Brano scelto:
* * * *
Infatti, ormai i canali nazionali come CBS, NBC e ABC (controllati rispettivamente da Paramount, Universal e Disney) sono diventati come lo show nell’intervallo del Super Bowl: palcoscenico per novità solo per la Middle America che ascolta musica country e a volte non ha neppure la TV via satellite (quella di serie fortunate come Ozark, Breaking Bad e Better Call Saul, per intendersi).

Al massimo i canali nazionali sono la palestra per capire il potenziale di nuove serie per i rispettivi streamers. Costa poco fare un pilot - l’episodio prova di una serie - perché i tre canali hanno funzionato con quel sistema da decadi. Più complesso, a volte impossibile per uno studio come Netflix che compra blocchi di episodi (in TV si chiamavano mini serie) e che non è attrezzato per un prova una tantum di mezz’ora o un’ora al massimo. Ma i costi per tenere insieme il circo dei tre canali sono troppo alti, ora che sopravvivono sui talk show del mattino e del primo pomeriggio, vero incubo di chi se li ritrova nelle sale di aspetto di ogni genere su apparecchi catodici che in Europa sono spariti dagli anni ‘90 e che in USA si possono ancora comprare nei discount di periferia. Magari i repubblicani, vincitori quasi certi delle elezioni di medio termine il prossimo novembre, si inventeranno un programma di sussidi Save Old TV per molti dei loro elettori.
* * * *
Problema da risolvere: Ricopia senza cambiamenti la parte del brano sui canali televisivi nazionali che va dalle parole "Infatti, ormai i" fino alle parole "Saul, per intendersi)." incluse.

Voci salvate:
* * * *
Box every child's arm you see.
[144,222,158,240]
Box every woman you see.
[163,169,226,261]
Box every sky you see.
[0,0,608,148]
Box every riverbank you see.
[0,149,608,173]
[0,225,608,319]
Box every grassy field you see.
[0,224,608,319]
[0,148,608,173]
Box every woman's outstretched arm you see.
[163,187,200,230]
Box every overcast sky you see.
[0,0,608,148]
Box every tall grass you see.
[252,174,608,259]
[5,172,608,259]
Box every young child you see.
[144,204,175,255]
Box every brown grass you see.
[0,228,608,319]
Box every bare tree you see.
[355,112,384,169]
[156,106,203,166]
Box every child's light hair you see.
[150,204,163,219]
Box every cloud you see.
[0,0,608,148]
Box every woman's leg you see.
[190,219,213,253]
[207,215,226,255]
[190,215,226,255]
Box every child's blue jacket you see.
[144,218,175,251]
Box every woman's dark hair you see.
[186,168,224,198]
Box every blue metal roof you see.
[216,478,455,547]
* * * *
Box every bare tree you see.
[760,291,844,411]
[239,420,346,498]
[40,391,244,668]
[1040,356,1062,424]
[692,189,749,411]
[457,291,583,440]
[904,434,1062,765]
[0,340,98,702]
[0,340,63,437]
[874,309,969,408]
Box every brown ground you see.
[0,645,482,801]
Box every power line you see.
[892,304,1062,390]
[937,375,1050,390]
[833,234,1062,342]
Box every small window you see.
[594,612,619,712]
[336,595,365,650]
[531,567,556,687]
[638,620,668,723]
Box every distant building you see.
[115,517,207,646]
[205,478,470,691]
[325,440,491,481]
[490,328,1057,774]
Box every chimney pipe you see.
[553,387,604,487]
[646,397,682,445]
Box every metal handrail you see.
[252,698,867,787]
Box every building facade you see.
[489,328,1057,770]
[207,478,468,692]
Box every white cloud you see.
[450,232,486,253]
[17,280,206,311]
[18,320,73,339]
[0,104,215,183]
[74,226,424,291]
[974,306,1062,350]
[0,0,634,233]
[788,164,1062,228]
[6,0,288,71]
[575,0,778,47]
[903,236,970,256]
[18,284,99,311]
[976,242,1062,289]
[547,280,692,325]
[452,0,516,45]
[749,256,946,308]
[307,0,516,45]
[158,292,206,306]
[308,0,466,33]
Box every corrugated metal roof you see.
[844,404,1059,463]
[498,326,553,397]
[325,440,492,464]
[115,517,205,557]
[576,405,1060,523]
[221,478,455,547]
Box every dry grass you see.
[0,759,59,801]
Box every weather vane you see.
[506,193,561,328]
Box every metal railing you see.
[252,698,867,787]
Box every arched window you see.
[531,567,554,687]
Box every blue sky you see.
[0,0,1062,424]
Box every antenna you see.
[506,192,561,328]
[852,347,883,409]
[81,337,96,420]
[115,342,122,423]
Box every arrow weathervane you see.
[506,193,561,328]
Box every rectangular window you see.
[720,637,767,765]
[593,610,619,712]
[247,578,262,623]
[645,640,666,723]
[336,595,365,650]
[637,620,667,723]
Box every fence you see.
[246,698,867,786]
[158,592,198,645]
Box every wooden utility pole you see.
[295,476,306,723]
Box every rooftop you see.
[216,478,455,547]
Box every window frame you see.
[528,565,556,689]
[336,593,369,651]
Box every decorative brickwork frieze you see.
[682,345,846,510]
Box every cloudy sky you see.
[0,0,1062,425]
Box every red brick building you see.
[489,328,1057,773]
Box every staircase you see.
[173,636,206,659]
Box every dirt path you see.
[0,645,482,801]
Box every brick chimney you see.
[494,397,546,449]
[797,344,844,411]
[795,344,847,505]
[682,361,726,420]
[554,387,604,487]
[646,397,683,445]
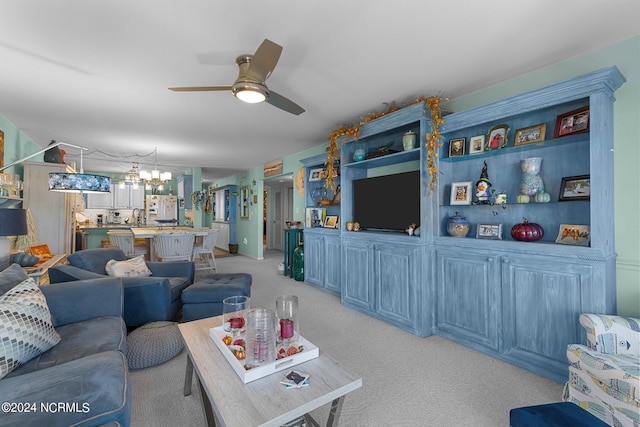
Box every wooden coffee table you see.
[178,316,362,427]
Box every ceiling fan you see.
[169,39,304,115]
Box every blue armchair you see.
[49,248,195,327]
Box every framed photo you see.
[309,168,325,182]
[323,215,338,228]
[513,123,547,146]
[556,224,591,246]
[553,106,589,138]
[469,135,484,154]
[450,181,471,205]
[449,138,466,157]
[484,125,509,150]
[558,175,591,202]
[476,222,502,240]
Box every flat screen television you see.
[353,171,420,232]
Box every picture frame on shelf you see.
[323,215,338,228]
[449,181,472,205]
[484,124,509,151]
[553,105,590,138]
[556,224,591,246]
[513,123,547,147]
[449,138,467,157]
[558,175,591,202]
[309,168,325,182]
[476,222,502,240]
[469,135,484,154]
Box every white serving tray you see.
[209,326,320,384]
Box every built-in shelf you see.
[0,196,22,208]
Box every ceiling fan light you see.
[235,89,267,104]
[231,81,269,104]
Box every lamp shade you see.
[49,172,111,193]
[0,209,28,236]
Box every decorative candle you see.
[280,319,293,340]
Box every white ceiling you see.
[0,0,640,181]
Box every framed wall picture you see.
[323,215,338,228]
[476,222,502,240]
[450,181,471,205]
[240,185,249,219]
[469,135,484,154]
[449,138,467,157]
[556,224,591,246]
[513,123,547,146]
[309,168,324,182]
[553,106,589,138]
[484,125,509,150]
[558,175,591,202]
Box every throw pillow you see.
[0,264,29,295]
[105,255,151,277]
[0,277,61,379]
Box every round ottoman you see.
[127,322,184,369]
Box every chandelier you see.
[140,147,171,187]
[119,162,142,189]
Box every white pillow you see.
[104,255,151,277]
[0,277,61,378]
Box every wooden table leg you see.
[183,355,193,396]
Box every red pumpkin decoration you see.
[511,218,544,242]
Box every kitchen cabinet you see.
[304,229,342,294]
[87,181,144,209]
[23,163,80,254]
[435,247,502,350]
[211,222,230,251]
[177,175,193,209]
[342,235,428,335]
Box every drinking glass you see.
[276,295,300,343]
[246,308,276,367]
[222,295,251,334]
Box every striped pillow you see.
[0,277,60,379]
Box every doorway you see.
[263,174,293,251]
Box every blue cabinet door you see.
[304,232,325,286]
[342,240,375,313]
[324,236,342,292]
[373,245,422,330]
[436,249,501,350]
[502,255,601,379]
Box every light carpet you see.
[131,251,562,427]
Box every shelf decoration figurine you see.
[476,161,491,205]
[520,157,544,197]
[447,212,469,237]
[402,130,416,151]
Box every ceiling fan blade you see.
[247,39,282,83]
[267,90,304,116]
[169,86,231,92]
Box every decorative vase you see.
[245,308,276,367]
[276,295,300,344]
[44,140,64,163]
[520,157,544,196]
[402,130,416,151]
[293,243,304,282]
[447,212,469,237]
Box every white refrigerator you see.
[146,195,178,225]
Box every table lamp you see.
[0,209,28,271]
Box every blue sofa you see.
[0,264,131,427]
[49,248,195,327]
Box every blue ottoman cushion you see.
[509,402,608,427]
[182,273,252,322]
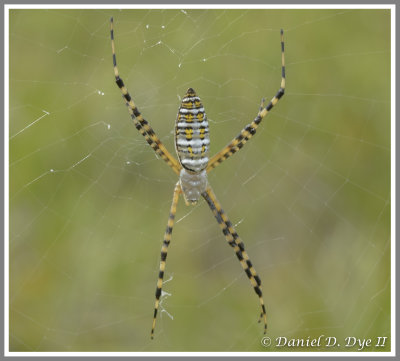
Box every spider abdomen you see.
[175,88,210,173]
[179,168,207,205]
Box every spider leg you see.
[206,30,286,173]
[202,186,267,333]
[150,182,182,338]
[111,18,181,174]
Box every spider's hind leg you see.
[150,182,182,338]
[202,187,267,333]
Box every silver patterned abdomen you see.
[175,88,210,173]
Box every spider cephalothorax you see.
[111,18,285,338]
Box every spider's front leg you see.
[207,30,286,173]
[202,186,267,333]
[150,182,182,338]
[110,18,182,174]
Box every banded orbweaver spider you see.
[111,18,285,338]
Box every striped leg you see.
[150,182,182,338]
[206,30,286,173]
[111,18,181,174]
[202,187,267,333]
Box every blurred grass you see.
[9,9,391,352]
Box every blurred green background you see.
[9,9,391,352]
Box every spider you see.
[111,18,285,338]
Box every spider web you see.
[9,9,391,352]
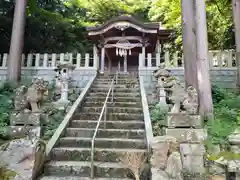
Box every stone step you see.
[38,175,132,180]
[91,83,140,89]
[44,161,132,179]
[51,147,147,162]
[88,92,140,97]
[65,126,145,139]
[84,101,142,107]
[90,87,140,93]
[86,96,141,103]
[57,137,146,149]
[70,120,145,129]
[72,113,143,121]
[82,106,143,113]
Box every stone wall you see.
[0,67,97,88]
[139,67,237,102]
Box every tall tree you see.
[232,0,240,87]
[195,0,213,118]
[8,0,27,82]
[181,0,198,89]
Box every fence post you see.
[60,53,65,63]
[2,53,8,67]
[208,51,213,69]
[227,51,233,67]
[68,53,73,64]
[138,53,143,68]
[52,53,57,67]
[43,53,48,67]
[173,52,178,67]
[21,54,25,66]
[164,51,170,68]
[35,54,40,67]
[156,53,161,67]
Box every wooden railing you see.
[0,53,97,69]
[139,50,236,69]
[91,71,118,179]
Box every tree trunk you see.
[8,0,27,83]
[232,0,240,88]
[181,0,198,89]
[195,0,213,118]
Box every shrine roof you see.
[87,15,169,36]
* * * *
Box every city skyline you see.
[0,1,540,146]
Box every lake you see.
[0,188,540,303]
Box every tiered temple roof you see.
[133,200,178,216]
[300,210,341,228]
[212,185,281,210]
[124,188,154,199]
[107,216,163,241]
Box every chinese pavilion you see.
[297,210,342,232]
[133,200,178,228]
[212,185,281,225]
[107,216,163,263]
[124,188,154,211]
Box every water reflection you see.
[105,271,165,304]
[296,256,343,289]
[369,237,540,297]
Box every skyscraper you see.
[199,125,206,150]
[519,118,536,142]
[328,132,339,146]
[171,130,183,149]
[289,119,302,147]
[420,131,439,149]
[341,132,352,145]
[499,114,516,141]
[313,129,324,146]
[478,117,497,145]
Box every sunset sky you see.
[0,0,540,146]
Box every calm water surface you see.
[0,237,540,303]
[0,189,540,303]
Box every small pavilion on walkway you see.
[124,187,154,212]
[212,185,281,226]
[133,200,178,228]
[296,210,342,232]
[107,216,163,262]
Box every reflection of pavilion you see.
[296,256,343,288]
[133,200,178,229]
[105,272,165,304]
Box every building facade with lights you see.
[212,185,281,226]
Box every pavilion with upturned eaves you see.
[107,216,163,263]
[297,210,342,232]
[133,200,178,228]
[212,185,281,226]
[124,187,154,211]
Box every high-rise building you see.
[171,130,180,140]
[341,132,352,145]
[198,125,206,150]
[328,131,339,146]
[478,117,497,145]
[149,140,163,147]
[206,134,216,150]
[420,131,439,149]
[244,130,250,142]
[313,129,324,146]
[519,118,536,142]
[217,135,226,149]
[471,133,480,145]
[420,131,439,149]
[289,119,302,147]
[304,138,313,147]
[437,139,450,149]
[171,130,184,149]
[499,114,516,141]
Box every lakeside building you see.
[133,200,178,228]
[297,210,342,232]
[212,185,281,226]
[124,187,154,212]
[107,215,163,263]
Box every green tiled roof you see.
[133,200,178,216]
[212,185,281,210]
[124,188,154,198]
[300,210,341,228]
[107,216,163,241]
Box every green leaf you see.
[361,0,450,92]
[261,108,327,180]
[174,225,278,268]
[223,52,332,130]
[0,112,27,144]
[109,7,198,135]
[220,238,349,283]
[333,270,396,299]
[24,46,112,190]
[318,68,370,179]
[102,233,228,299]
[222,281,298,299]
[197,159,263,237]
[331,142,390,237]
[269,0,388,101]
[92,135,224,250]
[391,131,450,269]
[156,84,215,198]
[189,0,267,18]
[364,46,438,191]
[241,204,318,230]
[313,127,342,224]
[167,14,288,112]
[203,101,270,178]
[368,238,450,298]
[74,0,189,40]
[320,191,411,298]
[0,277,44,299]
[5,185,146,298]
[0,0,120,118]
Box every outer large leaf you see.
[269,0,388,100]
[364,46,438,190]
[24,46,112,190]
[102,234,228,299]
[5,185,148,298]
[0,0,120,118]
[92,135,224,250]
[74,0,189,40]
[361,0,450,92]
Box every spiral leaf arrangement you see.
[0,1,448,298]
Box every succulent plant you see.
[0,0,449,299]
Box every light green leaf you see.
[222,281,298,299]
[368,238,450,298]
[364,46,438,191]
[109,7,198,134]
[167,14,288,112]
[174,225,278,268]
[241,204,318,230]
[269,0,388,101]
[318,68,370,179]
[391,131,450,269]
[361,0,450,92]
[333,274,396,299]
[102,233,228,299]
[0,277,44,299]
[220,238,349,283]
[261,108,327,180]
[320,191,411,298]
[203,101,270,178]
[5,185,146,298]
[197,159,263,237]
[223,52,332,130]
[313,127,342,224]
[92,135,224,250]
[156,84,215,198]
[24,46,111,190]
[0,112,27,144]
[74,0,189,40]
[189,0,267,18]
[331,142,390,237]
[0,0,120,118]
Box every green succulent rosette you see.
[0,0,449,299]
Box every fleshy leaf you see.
* * * *
Risposta scritta:
Infatti, ormai i canali nazionali come CBS, NBC e ABC (controllati rispettivamente da Paramount, Universal e Disney) sono diventati come lo show nell’intervallo del Super Bowl: palcoscenico per novità solo per la Middle America che ascolta musica country e a volte non ha neppure la TV via satellite (quella di serie fortunate come Ozark, Breaking Bad e Better Call Saul, per intendersi).